══ TEXTE DU DOCUMENT ══
Lorsque le résultat du test a été confirmé positif, j’étais dévasté; ce fut une nuit d’agonie pour moi. Je n’ai même pas fermé l’œil une seconde. J’ai passé la nuit entière à pleurer et à penser à ce qui pourrait arriver à mon fils.
Le lendemain, les conseillers psychosociaux de MSF m’ont calmé. Ils m’ont dit d’attendre, d’être patient. Je me suis assis avec eux et nous avons beaucoup parlé.

« Je survivrai à Ebola »

De l’autre côté de la clôture, j’ai vu James dans le centre de soins, et je lui ai crié : « Mon fils, tu es mon seul espoir. Tu dois être courageux. Tu dois prendre tous les médicaments qu’ils te donnent. » Il m’a répondu : « Papa, je comprends. Je le ferai. Arrête de pleurer, Papa, je ne vais pas mourir. Je survivrai à Ebola. Mes sœurs sont parties mais moi, je survivrai et tu seras fier de moi. »
═══
══ LIGNES AFFICHÉES ══
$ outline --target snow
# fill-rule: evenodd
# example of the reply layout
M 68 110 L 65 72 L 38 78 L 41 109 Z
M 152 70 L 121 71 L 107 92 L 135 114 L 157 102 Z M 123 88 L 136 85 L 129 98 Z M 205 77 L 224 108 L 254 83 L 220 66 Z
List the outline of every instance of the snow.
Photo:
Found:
═══
══ LIGNES AFFICHÉES ══
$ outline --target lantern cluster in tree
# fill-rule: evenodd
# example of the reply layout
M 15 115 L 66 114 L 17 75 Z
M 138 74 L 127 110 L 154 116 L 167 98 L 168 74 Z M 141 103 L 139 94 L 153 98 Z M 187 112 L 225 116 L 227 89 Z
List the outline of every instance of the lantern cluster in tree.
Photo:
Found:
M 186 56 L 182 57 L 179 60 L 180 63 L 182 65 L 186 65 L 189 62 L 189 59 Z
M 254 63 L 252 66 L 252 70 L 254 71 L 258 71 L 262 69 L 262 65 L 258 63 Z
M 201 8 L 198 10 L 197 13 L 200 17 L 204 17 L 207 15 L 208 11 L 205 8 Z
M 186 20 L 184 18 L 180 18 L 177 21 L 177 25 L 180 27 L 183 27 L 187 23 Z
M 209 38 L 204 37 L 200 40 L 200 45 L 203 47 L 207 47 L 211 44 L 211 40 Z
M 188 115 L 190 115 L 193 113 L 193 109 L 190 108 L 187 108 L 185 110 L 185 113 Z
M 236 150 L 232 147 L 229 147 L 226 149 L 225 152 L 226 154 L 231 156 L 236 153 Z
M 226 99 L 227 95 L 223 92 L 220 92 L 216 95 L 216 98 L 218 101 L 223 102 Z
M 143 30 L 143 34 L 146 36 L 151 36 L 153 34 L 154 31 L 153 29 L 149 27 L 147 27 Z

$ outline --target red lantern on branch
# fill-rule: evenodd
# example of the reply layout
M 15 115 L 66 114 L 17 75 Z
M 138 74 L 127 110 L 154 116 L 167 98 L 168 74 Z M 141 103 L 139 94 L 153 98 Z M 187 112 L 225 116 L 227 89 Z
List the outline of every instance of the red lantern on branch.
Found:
═══
*CONSIGNE*
D'après le texte, pourquoi le père n'a-t-il pas fermé l'œil de la nuit ? Répondez en une à trois phrases. Les lignes n'ont aucun lien avec le texte.

*CORRIGÉ*
Le résultat du test de son fils venait d'être confirmé positif, et il était dévasté. Il a passé toute la nuit à pleurer et à penser à ce qui pourrait arriver à son fils.